◆ **Fragmento**
^^^^^^^^

El IPPV continúa construyendo pese a la deuda del FONAVI

El IPPV continúa construyendo pese a la deuda del FONAVI

La marginación de aportes de parte del Fondo Nacional de la Vivienda (Fonavi) hacia la Provincia de Río Negro asciende en lo inmediato a 300 millones de pesos. Por ese motivo, el Instituto de Planificación y Promoción de la Vivienda (IPPV) se vio obligado a apelar a créditos y recursos propios para seguir los proyectos de construcción de complejos habitacionales.

El fondo que se nutre principalmente de lo recaudado por el impuesto a los combustibles líquidos, aportó este año sólo 80 millones de acuerdo al registro oficial del organismo rionegrino de viviendas.

El interventor Jorge Barragán reveló que a partir de este mes, la Secretaría de Vivienda de la Nación tomó la decisión de hacer efectivo los pagos de lo presupuestado en obras para este año.

“Pedí seguridad de estos desembolsos”, señaló el funcionario tras participar en Chaco de la 84° Asamblea del Consejo Nacional de la Vivienda.

En ese marco, Barragán solicitó agregar al presupuesto asignado para Río Negro los remanentes de otras jurisdicciones que no hicieron uso de esos montos en la financiación de más complejos habitacionales, cifra que rondaría los 150 millones de pesos.

^^^^^^^^

◆ **Registros proporcionados**
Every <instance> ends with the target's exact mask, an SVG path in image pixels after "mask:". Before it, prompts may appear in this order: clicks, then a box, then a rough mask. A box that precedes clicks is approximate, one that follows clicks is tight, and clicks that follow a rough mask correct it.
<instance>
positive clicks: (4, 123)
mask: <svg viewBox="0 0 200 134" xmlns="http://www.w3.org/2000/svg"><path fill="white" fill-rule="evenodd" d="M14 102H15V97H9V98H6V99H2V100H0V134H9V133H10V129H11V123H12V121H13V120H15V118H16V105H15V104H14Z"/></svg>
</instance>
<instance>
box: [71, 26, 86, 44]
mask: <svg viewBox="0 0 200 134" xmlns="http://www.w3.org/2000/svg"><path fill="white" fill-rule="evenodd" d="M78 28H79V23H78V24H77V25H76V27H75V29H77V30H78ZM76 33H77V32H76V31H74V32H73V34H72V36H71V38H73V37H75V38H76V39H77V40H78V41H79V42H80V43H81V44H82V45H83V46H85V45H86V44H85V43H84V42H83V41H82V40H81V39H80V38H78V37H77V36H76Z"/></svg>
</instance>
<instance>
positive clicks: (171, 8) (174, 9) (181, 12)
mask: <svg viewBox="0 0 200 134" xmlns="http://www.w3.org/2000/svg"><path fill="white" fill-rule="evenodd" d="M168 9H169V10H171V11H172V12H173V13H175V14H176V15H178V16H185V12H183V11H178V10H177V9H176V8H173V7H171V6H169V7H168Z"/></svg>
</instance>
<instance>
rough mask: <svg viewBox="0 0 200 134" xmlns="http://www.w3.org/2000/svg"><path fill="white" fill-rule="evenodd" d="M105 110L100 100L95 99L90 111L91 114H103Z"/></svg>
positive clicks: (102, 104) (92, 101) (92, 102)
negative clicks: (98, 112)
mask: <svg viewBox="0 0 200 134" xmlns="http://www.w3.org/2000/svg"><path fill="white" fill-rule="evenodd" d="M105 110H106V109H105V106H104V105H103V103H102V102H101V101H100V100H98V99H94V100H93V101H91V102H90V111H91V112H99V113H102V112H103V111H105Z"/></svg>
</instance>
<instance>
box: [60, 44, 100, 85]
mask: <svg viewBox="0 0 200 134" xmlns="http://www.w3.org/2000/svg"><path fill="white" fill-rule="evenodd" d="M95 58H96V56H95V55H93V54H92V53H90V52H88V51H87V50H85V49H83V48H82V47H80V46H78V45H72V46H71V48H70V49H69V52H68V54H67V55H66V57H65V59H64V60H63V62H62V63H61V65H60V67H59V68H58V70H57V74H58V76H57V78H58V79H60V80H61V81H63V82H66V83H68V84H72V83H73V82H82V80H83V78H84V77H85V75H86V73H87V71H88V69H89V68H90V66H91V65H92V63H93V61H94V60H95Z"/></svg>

^^^^^^^^

◆ **Instrucciones de la tarea**
Por favor, extrae completa la nota sobre el IPPV y la deuda del FONAVI, sin cambiar nada.

◆ **Espacio de respuesta**
El IPPV continúa construyendo pese a la deuda del FONAVI

El IPPV continúa construyendo pese a la deuda del FONAVI

La marginación de aportes de parte del Fondo Nacional de la Vivienda (Fonavi) hacia la Provincia de Río Negro asciende en lo inmediato a 300 millones de pesos. Por ese motivo, el Instituto de Planificación y Promoción de la Vivienda (IPPV) se vio obligado a apelar a créditos y recursos propios para seguir los proyectos de construcción de complejos habitacionales.

El fondo que se nutre principalmente de lo recaudado por el impuesto a los combustibles líquidos, aportó este año sólo 80 millones de acuerdo al registro oficial del organismo rionegrino de viviendas.

El interventor Jorge Barragán reveló que a partir de este mes, la Secretaría de Vivienda de la Nación tomó la decisión de hacer efectivo los pagos de lo presupuestado en obras para este año.

“Pedí seguridad de estos desembolsos”, señaló el funcionario tras participar en Chaco de la 84° Asamblea del Consejo Nacional de la Vivienda.

En ese marco, Barragán solicitó agregar al presupuesto asignado para Río Negro los remanentes de otras jurisdicciones que no hicieron uso de esos montos en la financiación de más complejos habitacionales, cifra que rondaría los 150 millones de pesos.